Last week, Salix was proud to support the Green Gown awards 2018 hosted by the EAUC at the York Railway Museum. The event celebrated the incredible sustainability initiatives of 87 finalist institutions in 12 different categories, representing over 1 million students and 172,000 staff. Iain Patton, CEO of the EAUC, co-presented the ceremony alongside Helen Browning OBE, CEO of the Soil Association.
The Awards saw guests from institutions, companies and organisations across the UK and Ireland come to celebrate the educational initiatives, staff, and students helping address some of the most pressing global challenges. For the second year running, finalists mapped their entry against the United Nation’s 17 Sustainable Development Goals (SDGs).
Salix sponsored the Research and Impact- both institution and student engagement and would like to congratulate the winners;
- Research with Impact – Institution; Aston University
Aston University’s research looked at seawater greenhouses to enable food to be grown sustainably in arid world regions. They use seawater for both cooling and irrigation - making them immune to drought and water shortages. Research at the University has led to the development of the cooling and desalination technologies that make seawater greenhouses work. The research has made use of computer models, data collected from laboratory experiments, and from real greenhouses – to understand and improve the technologies.

• • •

§ Written problem 1:
Reproduce the Green Gown awards text word for word, in full.
§ Written problem 2:
Pick out each line of the rows that contains the string "yellow" and copy it.

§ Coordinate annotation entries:
• • •

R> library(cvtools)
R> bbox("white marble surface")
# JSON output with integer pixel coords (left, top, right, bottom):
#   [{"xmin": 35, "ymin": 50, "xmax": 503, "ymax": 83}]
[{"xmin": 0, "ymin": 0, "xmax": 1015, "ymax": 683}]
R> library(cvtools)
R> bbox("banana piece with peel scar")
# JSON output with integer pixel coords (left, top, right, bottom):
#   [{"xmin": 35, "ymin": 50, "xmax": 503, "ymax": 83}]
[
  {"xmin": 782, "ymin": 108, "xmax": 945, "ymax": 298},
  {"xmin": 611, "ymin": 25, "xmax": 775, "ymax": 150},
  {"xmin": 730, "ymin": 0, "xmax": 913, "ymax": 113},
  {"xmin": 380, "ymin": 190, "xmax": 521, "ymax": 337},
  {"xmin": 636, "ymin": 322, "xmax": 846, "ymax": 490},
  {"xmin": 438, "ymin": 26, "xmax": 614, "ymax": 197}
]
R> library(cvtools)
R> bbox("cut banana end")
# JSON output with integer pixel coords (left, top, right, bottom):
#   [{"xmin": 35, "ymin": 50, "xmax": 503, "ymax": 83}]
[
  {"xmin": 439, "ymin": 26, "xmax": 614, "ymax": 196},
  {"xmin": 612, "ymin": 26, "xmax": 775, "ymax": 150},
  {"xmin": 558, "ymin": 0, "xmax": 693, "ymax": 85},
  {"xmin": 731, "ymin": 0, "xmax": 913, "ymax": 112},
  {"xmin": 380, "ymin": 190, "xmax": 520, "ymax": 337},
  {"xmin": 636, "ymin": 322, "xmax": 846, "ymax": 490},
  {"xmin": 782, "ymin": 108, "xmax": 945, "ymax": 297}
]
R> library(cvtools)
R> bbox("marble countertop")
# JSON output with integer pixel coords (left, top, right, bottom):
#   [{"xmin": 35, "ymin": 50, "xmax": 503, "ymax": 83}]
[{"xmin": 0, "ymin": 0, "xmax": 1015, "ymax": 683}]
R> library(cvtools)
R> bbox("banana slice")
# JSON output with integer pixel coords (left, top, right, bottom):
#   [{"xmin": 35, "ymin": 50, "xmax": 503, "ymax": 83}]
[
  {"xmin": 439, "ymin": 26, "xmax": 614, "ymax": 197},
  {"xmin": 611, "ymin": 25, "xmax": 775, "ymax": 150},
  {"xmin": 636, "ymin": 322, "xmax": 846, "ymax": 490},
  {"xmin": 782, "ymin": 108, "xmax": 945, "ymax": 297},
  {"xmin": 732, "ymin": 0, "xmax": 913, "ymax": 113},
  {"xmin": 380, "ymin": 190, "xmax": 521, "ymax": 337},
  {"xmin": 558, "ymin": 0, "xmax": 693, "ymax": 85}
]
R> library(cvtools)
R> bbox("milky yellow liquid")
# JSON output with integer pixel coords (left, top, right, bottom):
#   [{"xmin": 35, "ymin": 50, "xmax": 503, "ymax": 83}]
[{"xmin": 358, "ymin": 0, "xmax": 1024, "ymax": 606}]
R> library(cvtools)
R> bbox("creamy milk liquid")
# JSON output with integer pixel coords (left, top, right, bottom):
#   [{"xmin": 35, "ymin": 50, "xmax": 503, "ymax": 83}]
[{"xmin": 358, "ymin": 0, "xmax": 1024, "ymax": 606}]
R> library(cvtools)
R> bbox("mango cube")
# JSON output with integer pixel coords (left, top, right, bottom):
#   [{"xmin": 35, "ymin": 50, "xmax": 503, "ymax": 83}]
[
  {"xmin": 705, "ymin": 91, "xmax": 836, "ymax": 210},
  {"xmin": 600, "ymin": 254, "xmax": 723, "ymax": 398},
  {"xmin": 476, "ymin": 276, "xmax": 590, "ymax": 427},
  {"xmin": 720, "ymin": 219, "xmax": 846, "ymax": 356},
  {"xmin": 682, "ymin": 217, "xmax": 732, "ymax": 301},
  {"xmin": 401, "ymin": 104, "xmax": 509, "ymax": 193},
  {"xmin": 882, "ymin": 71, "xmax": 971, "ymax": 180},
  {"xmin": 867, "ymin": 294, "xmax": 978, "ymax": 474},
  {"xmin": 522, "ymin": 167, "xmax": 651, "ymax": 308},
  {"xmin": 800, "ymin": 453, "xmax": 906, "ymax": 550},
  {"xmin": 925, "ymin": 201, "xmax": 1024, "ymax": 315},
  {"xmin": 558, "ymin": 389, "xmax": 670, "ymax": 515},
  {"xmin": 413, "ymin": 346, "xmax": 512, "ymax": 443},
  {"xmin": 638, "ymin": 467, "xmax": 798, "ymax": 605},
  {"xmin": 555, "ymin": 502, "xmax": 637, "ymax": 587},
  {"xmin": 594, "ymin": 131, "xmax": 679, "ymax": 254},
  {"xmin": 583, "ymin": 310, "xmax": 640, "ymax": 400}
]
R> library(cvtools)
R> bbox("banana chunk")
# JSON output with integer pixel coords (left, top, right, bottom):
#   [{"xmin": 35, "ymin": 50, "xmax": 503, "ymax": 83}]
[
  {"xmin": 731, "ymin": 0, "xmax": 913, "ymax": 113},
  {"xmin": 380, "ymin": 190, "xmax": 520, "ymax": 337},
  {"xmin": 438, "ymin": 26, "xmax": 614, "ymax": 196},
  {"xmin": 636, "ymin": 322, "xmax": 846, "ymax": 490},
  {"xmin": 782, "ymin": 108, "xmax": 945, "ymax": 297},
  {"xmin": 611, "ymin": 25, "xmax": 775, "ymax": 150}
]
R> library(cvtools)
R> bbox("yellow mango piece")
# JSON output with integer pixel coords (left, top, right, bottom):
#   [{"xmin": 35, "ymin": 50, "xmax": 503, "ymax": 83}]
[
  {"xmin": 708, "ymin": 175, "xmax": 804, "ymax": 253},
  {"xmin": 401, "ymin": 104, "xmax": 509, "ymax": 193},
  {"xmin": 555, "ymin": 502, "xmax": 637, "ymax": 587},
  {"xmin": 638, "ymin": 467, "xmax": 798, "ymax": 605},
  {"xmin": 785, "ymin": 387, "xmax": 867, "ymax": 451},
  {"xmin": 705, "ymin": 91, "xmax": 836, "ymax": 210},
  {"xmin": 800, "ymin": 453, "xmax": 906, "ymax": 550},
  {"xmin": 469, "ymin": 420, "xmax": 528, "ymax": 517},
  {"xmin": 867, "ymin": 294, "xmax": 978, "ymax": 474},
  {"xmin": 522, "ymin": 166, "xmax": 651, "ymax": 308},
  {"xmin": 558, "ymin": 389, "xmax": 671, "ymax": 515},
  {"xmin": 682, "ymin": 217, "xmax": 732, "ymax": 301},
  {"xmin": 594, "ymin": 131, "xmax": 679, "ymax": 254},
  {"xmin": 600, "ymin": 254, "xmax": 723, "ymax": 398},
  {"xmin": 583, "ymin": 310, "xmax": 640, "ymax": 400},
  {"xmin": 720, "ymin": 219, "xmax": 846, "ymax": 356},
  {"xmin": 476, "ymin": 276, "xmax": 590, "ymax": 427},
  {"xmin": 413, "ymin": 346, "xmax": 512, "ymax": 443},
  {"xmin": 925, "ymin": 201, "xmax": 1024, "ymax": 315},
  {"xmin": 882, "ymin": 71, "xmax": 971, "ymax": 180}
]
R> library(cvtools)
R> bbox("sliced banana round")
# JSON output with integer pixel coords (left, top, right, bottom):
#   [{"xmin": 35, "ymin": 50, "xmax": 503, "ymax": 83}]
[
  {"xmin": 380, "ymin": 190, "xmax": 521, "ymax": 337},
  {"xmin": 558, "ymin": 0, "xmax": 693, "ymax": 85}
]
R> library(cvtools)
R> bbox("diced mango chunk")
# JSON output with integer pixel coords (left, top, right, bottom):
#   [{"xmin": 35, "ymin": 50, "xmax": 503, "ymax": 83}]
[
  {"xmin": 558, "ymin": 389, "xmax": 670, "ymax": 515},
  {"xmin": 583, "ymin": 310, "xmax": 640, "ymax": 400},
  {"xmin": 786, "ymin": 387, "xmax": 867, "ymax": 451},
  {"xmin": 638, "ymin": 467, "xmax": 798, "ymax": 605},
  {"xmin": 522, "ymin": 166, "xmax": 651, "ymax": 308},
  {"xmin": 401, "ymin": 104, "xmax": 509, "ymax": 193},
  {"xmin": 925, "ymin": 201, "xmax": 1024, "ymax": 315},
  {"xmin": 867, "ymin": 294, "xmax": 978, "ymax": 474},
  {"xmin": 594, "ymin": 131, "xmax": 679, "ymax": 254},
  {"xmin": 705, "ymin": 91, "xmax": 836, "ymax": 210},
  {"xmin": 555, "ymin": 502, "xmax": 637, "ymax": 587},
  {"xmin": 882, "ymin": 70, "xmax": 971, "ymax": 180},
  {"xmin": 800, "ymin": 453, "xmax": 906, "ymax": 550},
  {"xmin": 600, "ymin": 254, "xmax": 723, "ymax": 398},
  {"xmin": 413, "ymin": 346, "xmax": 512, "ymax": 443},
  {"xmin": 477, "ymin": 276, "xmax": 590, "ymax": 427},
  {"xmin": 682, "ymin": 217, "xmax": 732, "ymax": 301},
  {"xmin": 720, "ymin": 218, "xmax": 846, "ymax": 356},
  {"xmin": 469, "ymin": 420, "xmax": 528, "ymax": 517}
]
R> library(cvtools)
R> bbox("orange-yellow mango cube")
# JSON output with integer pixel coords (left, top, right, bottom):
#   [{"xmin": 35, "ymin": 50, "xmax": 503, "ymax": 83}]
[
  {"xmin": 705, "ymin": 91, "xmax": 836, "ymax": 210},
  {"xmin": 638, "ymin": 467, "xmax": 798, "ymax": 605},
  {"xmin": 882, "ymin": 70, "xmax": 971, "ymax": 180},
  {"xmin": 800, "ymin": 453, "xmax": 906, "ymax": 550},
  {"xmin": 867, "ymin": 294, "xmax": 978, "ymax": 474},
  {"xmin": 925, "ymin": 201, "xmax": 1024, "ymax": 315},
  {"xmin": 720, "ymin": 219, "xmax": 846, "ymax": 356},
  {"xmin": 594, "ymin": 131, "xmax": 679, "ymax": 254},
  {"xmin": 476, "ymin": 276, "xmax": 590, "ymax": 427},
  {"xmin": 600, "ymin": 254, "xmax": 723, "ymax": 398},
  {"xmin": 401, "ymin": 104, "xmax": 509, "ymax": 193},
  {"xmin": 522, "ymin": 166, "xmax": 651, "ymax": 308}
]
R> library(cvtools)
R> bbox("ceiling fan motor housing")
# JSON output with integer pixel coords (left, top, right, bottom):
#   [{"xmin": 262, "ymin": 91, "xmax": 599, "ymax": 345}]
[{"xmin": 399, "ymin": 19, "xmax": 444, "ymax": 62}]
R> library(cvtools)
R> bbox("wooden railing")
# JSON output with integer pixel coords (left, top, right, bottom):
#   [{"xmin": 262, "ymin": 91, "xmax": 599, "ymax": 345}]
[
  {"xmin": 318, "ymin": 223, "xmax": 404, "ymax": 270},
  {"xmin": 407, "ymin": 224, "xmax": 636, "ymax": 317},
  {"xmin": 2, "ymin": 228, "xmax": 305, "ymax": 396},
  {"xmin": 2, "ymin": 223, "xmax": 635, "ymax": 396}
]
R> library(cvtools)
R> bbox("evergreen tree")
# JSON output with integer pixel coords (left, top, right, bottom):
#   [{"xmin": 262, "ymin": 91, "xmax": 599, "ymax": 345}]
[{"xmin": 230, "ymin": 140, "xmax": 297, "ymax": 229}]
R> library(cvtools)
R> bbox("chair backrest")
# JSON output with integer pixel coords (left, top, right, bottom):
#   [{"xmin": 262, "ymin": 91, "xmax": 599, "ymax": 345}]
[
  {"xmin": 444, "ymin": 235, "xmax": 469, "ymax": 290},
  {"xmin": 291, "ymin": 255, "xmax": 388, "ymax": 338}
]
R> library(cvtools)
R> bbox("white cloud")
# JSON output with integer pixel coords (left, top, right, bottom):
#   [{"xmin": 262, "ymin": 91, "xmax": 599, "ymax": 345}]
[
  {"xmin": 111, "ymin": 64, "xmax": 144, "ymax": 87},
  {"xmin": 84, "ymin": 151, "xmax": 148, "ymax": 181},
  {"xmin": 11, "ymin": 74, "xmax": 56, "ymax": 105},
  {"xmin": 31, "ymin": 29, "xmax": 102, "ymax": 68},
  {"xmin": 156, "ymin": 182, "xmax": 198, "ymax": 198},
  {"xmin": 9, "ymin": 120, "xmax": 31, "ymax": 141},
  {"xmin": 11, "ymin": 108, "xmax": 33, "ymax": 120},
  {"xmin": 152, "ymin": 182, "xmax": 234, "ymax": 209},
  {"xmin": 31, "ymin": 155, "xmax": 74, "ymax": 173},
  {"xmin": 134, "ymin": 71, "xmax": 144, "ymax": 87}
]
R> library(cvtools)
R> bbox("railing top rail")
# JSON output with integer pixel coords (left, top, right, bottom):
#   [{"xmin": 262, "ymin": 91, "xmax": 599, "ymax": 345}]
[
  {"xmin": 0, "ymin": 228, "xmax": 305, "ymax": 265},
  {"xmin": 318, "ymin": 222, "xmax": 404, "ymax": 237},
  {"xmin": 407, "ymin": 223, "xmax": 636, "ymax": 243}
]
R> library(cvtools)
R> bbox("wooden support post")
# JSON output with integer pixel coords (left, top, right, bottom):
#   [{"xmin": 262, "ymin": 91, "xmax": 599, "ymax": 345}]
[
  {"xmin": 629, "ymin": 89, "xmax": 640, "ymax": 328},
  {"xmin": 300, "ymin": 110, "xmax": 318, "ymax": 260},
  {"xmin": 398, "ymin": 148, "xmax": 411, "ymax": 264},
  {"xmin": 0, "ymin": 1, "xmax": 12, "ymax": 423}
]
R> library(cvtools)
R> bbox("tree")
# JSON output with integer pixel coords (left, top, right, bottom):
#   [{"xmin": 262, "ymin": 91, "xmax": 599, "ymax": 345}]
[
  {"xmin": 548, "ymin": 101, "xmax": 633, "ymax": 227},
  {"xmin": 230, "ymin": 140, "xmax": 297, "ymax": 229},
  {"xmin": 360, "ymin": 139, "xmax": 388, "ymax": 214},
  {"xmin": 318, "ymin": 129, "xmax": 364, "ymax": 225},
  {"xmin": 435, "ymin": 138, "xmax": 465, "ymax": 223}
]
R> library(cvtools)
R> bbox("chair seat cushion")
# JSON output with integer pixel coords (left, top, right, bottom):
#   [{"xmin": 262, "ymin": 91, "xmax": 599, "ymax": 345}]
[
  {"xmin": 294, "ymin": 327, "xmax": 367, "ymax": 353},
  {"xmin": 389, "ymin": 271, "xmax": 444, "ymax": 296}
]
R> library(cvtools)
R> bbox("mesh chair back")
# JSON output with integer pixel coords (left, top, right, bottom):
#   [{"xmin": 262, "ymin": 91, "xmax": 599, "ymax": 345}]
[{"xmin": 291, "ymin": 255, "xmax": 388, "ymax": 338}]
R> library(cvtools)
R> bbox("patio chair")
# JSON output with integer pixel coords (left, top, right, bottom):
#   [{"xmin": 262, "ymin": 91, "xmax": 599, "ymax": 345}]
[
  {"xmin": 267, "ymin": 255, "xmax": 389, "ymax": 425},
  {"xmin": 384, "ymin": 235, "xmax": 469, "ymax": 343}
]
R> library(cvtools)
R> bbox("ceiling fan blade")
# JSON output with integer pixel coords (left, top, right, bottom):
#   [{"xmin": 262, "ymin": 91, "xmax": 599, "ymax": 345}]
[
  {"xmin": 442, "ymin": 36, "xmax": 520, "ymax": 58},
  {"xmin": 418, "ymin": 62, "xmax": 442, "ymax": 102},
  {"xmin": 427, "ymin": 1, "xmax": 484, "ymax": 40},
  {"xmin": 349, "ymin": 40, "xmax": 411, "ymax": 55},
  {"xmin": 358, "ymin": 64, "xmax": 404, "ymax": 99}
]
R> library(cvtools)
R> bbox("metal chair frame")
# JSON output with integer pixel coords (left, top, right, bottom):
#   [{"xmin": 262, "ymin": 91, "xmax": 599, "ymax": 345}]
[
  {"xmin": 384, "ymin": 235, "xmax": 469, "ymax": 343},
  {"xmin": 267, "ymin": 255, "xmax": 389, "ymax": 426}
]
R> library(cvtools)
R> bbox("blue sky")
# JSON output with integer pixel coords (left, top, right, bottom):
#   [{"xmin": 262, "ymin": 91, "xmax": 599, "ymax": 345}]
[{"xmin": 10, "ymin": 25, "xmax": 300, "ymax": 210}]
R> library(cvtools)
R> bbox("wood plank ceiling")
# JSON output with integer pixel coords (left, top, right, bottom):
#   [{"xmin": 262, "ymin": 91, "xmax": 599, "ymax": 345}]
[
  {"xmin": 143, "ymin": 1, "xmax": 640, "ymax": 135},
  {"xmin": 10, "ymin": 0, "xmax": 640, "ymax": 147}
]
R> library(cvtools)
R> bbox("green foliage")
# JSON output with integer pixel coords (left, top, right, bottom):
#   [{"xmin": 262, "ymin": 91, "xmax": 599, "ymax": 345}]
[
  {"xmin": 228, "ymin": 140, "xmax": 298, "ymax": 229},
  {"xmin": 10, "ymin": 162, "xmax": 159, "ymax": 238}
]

• • •

§ Written response 1:
Last week, Salix was proud to support the Green Gown awards 2018 hosted by the EAUC at the York Railway Museum. The event celebrated the incredible sustainability initiatives of 87 finalist institutions in 12 different categories, representing over 1 million students and 172,000 staff. Iain Patton, CEO of the EAUC, co-presented the ceremony alongside Helen Browning OBE, CEO of the Soil Association.
The Awards saw guests from institutions, companies and organisations across the UK and Ireland come to celebrate the educational initiatives, staff, and students helping address some of the most pressing global challenges. For the second year running, finalists mapped their entry against the United Nation’s 17 Sustainable Development Goals (SDGs).
Salix sponsored the Research and Impact- both institution and student engagement and would like to congratulate the winners;
- Research with Impact – Institution; Aston University
Aston University’s research looked at seawater greenhouses to enable food to be grown sustainably in arid world regions. They use seawater for both cooling and irrigation - making them immune to drought and water shortages. Research at the University has led to the development of the cooling and desalination technologies that make seawater greenhouses work. The research has made use of computer models, data collected from laboratory experiments, and from real greenhouses – to understand and improve the technologies.

§ Written response 2:
R> bbox("milky yellow liquid")
R> bbox("yellow mango piece")
R> bbox("orange-yellow mango cube")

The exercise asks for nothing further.